EXERCISE INSTRUCTIONS: Copy every one of the records below verbatim, keeping each line unchanged and in its original order.

RECORDS FOR THIS TASK:
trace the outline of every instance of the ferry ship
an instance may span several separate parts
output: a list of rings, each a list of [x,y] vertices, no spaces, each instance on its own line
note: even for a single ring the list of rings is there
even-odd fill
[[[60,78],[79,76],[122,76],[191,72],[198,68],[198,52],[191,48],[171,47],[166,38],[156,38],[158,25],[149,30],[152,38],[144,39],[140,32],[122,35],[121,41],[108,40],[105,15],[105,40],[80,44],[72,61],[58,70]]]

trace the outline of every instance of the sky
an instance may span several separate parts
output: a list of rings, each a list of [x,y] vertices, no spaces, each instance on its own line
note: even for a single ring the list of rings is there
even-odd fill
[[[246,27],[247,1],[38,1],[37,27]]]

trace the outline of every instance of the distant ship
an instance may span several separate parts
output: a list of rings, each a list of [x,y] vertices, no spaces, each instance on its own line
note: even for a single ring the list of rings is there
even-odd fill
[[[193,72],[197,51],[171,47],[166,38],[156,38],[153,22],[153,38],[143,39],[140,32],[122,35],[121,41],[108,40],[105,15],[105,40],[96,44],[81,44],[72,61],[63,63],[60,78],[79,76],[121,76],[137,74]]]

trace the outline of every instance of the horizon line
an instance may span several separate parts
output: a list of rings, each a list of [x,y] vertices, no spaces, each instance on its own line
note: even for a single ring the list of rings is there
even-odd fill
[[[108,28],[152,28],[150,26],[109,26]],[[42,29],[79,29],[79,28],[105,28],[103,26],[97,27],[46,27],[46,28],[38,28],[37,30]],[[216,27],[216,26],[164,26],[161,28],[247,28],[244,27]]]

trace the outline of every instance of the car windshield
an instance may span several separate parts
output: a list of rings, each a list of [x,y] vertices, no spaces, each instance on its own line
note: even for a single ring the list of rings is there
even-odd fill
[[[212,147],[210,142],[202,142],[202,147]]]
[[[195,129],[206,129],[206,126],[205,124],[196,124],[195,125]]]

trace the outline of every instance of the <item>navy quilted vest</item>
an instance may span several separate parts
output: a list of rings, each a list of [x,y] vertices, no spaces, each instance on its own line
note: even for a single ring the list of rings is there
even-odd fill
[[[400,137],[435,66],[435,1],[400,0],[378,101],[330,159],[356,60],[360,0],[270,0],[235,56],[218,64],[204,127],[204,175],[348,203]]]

SOLUTION TO THIS PROBLEM:
trace the outline of every instance of the ferry ship
an instance may span several separate parts
output: a list of rings, each a list of [x,y] vertices, no spaces, each instance on its own line
note: even for a single ring the list of rings is there
even-odd fill
[[[60,78],[79,76],[122,76],[191,72],[198,68],[198,52],[191,48],[171,47],[166,38],[156,38],[158,25],[149,30],[152,38],[144,39],[140,32],[122,35],[121,41],[108,40],[105,15],[105,40],[80,44],[72,61],[58,70]]]

trace the outline of every instance of the sky
an instance may span several separate parts
output: a list of rings, each a list of [x,y] vertices, no spaces, each instance on its own line
note: even for a single ring the list of rings is there
even-odd fill
[[[246,27],[247,1],[38,1],[37,27]]]

trace the outline of every instance of the distant ship
an instance may span several separate parts
output: a list of rings, each a list of [x,y] vertices, no spaces, each instance on its own line
note: even for a single ring the list of rings is there
even-odd fill
[[[193,72],[197,51],[171,47],[166,38],[156,38],[153,22],[153,38],[143,39],[140,32],[122,35],[121,41],[108,40],[105,15],[105,40],[96,44],[81,44],[72,61],[63,63],[60,78],[79,76],[121,76],[137,74]]]

trace the outline of every instance of the horizon line
an instance may span several separate parts
output: a list of rings, each a list of [x,y] vertices, no spaces, each instance on its own line
note: even for a single ring the list of rings is there
even-odd fill
[[[108,28],[152,28],[150,26],[109,26]],[[42,29],[79,29],[79,28],[105,28],[103,26],[97,27],[46,27],[46,28],[38,28],[37,30]],[[216,27],[216,26],[164,26],[161,28],[247,28],[244,27]]]

trace the outline of every instance of the car windshield
an instance may span several separate parts
output: a list of rings, each a list of [x,y] vertices, no spaces, each instance on its own line
note: even for a single ring the list of rings is there
even-odd fill
[[[212,147],[210,142],[202,142],[202,147]]]
[[[195,129],[206,129],[206,126],[205,124],[196,124],[195,125]]]

trace the outline of every instance of the <item>navy quilted vest</item>
an instance may span several separate parts
output: a list of rings, each a list of [x,y] vertices, no spaces, each instance on its own line
note: even for a single ring the list of rings is there
even-odd fill
[[[400,137],[435,66],[435,1],[400,0],[378,101],[330,159],[356,60],[360,0],[270,0],[235,56],[218,64],[204,127],[204,175],[348,203]]]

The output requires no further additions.